▶ **EXCERPT**
.....

We have discussed so far under which conditions simple transformers are able to acquire the capability to perform sequence repetition. However, it is crucial to understand whether this capability arises due to memorization of the training data or generalization from it. Since memorization and generalization are abstract concepts, we define now what we mean by these two terms.

In the context of our work, memorization refers to the model's encoding of information about the underlying data generator and subsequently performing interpolation/computation on them. Generalization, on the other hand, refers to the model's ability to apply a capability to unseen data that is not present in the training data, or present with different statistical properties, and "forget" the information from the underlying data generator when presented with data created with another generator during in-context learning. The key point here is that generalization means successful performance out of the distribution. This distinction is closely related to the debate in the broader NLP literature between models that genuinely learn abstract rules versus those that exploit surface statistical regularities. In our framework, memorization corresponds to the latter and generalization to the former.

Model metrics for uniform and observed random generators

To gain insight on memorization vs generalization, we start by investigating whether the repetition performance metrics change when different types of generators are used to produce the sequence tokens during in-context learning. Our rationale is that if transformers fully generalize the sequence repetition capability from the training data, the performance should be similar for random sequences regardless of the tokens used to probe the model performance.

.....

▶ **SOURCE MATERIAL**
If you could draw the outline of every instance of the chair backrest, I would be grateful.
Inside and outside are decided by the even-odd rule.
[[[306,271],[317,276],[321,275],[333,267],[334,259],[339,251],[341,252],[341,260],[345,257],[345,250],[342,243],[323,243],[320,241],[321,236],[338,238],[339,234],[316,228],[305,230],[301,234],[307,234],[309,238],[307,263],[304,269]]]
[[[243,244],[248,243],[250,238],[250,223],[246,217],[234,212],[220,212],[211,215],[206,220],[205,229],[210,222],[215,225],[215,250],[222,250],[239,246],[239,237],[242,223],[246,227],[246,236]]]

.....

Please decide whether each statement agrees with the excerpt on memorization and generalization, answering yes or no and quoting the words of the excerpt that settle it.
1. In the excerpt's framework, generalization corresponds to models that exploit surface statistical regularities.
2. Generalization is defined by successful performance out of the distribution.
3. If transformers fully generalize sequence repetition, their performance on random sequences should vary with the tokens used to probe them.

1. No: "In our framework, memorization corresponds to the latter and generalization to the former."
2. Yes: "The key point here is that generalization means successful performance out of the distribution."
3. No: "the performance should be similar for random sequences regardless of the tokens used to probe the model performance."